>> start

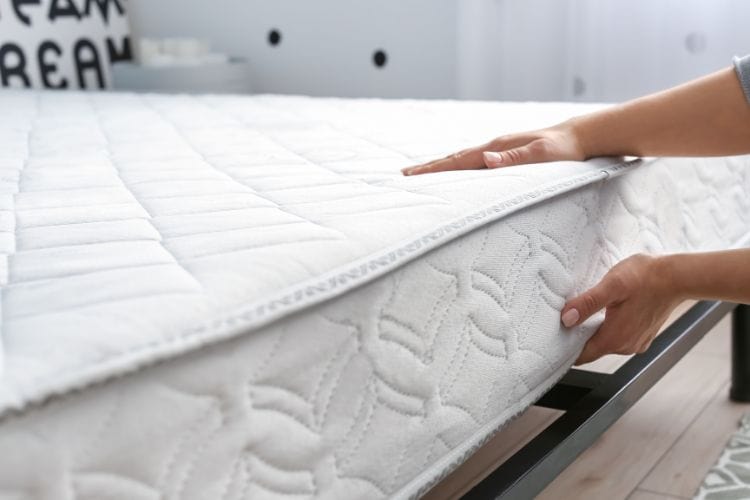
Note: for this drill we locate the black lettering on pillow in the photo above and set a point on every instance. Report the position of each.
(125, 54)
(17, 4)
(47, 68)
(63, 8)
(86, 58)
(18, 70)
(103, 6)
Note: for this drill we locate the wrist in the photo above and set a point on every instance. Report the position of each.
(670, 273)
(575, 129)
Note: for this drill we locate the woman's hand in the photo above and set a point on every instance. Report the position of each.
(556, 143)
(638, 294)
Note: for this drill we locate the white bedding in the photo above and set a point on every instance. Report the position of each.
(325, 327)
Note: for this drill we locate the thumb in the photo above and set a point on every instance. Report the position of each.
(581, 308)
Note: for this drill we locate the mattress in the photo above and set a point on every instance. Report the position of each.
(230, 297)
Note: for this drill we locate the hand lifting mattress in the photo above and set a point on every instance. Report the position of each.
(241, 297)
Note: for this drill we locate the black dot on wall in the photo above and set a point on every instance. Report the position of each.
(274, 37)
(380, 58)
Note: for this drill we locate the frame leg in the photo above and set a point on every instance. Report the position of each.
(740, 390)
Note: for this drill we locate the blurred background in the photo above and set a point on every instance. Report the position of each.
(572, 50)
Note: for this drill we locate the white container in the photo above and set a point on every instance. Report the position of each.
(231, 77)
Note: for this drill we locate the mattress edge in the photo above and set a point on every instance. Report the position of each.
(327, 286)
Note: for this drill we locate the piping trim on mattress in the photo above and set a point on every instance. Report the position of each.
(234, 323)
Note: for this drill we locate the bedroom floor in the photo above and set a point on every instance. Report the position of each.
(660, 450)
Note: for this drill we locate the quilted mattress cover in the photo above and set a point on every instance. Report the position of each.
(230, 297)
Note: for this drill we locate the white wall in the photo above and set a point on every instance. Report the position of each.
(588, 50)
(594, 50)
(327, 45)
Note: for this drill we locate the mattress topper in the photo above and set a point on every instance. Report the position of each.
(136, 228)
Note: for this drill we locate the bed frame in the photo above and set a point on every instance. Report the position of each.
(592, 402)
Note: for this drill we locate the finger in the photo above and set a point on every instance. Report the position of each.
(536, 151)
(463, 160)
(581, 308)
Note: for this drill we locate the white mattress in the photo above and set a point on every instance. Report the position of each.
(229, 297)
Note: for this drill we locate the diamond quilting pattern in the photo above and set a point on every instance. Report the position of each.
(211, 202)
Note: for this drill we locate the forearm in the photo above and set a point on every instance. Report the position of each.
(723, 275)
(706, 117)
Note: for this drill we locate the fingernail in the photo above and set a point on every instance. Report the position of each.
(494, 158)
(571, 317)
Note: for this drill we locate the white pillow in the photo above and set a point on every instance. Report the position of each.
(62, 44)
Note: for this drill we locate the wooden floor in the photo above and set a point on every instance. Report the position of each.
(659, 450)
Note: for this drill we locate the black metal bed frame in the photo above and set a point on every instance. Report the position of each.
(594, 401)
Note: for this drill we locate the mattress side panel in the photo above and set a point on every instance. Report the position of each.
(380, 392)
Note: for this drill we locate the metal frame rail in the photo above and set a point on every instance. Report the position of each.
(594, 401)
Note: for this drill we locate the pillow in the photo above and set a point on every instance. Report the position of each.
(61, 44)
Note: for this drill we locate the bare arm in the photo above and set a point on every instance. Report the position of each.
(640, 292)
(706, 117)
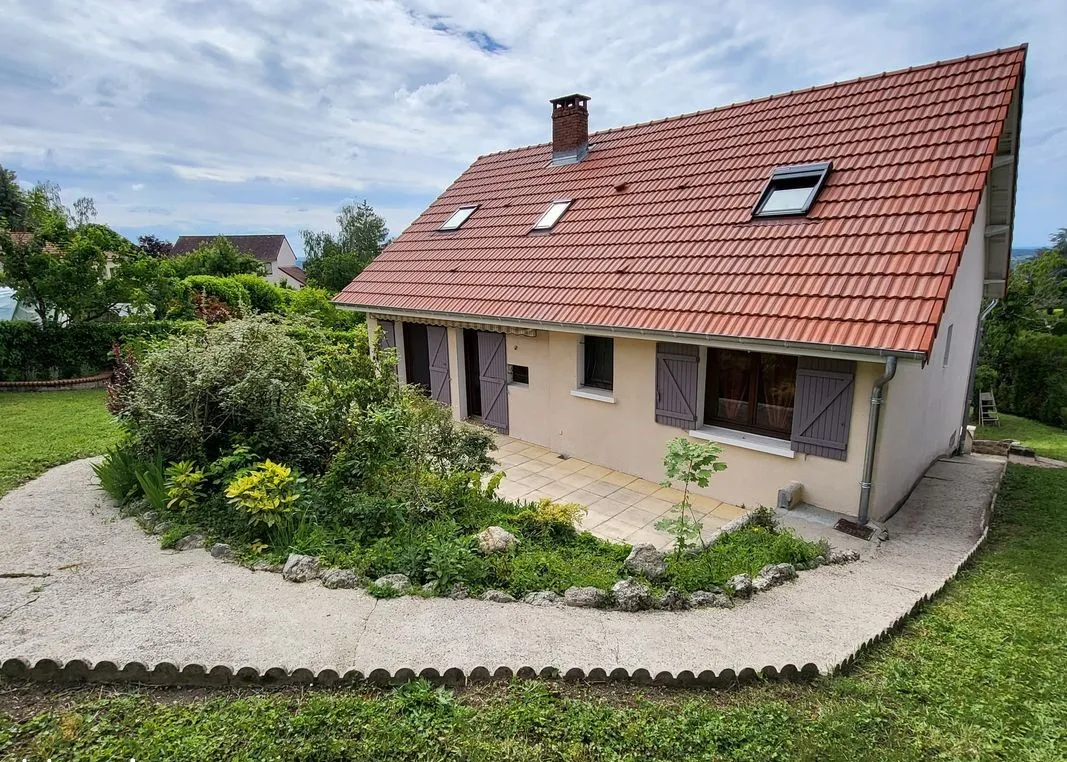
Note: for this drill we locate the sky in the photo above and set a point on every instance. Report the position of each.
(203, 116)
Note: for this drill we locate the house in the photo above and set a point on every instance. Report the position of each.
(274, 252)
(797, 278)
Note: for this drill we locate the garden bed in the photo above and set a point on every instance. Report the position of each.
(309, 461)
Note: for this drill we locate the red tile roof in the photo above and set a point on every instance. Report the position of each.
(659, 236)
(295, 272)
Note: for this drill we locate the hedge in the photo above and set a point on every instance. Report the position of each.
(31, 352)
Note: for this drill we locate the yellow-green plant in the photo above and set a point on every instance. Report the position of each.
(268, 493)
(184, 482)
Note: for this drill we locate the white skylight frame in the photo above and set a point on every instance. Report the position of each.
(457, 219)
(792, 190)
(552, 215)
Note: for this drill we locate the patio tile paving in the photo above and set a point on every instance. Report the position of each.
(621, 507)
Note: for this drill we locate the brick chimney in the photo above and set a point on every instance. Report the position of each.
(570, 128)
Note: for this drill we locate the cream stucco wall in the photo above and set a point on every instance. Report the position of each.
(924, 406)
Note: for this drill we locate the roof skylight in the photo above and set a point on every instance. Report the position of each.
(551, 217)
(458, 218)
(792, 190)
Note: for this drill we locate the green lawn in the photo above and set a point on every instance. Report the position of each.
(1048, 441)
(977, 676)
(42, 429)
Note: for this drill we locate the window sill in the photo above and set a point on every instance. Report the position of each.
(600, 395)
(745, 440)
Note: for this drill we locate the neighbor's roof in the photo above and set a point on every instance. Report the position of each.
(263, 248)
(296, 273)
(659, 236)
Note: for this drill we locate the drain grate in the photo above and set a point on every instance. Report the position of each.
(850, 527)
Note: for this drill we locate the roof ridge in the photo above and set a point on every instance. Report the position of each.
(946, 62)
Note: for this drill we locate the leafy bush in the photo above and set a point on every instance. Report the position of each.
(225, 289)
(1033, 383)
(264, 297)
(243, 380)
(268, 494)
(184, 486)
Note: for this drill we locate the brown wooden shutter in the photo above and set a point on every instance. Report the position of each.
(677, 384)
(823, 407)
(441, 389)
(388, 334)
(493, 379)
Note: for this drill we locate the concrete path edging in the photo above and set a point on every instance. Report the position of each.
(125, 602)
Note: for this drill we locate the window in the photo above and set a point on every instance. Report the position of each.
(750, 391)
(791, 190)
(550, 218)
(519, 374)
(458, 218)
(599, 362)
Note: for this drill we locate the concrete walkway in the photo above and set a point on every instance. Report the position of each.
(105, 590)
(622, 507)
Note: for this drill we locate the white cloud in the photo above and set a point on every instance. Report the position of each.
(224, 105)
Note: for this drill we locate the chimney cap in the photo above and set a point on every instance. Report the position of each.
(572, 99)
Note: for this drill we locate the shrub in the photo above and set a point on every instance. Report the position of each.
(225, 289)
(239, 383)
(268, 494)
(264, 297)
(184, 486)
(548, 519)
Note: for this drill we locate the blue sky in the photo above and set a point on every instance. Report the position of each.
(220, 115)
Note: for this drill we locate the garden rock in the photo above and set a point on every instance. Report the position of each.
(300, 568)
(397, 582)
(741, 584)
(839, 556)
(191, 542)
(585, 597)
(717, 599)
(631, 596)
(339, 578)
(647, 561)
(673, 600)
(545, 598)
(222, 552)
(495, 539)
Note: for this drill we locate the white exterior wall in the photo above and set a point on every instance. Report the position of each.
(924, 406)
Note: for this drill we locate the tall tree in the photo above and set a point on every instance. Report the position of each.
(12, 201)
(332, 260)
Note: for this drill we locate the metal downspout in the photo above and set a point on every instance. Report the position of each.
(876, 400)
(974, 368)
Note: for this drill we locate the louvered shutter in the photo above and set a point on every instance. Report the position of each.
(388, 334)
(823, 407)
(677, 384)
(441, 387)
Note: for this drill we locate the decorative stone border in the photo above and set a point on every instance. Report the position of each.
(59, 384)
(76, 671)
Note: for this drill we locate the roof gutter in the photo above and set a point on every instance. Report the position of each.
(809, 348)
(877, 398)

>> end
>> start

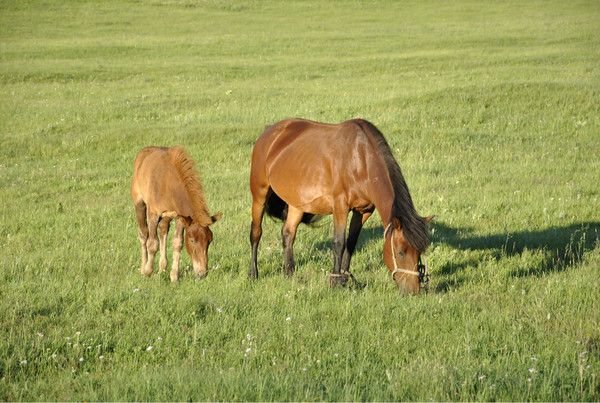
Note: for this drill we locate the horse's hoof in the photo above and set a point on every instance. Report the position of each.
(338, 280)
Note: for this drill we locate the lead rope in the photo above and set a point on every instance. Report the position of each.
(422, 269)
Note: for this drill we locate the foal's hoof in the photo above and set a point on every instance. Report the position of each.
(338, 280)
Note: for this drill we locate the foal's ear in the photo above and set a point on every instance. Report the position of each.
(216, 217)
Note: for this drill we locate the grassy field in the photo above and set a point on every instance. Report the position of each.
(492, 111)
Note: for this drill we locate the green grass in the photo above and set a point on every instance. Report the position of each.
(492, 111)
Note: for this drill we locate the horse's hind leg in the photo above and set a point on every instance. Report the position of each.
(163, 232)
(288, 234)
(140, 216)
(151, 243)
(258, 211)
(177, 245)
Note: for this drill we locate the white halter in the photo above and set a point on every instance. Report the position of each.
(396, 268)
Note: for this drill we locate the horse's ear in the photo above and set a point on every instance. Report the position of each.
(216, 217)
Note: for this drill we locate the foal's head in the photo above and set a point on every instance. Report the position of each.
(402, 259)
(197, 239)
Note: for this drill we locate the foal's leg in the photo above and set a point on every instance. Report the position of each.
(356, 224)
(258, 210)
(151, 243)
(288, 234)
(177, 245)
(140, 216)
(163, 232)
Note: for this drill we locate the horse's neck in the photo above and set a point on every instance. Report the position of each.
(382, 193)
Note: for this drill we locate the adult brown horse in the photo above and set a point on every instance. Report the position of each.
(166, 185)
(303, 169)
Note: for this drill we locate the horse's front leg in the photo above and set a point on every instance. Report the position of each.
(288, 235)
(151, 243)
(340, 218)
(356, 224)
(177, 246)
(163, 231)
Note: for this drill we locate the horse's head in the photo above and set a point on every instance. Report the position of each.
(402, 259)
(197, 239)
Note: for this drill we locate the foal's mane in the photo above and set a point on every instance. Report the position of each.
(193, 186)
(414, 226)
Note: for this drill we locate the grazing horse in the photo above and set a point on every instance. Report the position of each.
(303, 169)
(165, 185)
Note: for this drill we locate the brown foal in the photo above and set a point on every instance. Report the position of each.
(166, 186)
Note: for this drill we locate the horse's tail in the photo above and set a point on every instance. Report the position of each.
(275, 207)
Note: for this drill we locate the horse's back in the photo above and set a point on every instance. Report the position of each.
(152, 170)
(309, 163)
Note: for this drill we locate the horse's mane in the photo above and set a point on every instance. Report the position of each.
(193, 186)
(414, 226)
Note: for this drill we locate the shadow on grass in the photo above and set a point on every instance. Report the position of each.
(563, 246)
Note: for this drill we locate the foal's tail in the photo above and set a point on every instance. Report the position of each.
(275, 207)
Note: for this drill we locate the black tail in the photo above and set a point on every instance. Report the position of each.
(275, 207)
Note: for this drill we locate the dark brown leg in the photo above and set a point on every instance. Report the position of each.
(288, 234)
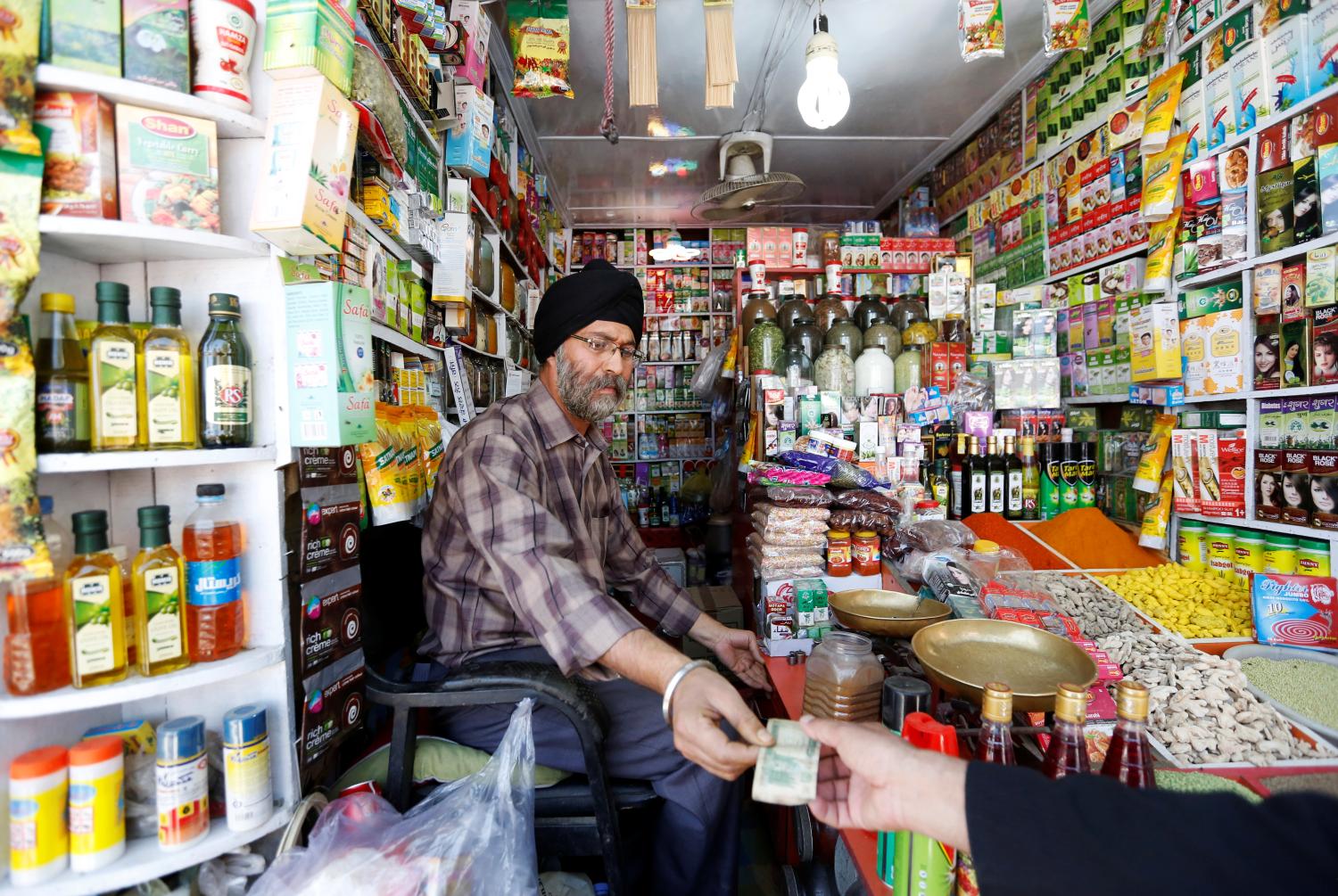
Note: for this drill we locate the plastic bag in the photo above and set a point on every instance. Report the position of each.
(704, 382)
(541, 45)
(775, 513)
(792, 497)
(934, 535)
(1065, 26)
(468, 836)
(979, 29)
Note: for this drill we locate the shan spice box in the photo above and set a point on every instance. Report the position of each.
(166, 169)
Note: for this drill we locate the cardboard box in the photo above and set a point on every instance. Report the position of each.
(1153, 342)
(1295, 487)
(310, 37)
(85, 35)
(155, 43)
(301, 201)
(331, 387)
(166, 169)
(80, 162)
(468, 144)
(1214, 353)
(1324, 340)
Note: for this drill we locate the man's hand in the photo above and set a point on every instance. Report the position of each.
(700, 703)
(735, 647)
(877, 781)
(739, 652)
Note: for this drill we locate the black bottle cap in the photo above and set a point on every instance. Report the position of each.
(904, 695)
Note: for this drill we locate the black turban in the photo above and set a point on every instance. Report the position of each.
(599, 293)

>> end
>> start

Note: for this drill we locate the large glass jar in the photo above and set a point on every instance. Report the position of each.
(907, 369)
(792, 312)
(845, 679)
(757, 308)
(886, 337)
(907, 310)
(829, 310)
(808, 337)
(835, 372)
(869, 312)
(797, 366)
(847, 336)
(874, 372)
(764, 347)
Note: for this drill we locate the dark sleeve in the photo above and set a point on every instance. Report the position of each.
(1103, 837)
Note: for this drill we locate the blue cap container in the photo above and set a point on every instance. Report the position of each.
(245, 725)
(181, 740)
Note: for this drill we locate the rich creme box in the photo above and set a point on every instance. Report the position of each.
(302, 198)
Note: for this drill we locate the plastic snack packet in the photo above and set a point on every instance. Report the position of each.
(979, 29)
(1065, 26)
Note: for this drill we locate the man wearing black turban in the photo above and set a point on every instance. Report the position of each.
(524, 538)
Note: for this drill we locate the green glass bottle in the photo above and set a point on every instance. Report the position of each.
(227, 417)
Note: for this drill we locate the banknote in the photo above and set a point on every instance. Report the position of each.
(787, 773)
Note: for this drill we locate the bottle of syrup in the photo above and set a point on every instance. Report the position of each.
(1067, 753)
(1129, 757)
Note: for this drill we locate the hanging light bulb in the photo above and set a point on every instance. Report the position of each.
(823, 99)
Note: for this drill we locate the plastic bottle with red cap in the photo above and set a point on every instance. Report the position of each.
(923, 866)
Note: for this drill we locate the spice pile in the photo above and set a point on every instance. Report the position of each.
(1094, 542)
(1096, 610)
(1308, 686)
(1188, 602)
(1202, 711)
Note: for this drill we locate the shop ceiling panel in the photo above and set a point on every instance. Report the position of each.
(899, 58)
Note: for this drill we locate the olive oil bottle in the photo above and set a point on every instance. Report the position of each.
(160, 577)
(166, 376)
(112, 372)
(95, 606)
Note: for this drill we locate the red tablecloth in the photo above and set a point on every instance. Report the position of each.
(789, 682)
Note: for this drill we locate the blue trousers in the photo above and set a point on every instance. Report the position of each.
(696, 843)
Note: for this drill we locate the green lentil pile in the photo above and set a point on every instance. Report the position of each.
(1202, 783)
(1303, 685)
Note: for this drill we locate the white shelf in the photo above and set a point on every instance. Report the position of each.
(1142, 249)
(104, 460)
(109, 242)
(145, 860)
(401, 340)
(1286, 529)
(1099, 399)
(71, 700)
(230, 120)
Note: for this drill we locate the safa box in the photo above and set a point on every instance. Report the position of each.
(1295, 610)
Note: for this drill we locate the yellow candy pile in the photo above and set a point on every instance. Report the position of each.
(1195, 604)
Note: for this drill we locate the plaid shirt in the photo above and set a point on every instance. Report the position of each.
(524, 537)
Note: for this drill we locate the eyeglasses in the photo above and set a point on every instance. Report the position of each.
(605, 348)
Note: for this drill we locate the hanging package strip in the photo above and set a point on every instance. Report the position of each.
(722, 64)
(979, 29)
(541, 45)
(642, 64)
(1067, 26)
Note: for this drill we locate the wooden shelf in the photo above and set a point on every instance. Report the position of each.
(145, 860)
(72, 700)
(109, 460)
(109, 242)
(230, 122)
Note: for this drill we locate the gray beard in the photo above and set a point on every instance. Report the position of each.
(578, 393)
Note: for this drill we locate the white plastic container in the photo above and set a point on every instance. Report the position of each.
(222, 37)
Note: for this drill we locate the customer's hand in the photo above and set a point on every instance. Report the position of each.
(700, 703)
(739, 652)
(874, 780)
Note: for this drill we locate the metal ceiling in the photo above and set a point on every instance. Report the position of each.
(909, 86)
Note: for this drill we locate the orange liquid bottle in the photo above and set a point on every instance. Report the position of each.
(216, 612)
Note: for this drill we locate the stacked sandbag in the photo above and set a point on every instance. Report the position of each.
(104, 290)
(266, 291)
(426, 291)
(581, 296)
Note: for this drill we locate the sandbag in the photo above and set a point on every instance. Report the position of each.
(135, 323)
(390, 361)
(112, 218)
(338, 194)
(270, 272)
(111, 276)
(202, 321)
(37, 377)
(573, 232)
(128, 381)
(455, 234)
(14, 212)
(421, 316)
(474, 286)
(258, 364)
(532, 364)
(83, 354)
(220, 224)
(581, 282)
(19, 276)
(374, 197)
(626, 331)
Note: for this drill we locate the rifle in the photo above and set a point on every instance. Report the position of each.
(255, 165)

>> end

Given exercise: Pull out each of the rows above in which the word "panel" appears, and copy every one of them in full.

Worked answer:
Note: for this drill we locate the mattress side panel in the photo above and set a point on every instance. Report the position of each.
Note: for this drill we locate the shop ceiling panel in the photo above and set a point on every instance. Report the position of each.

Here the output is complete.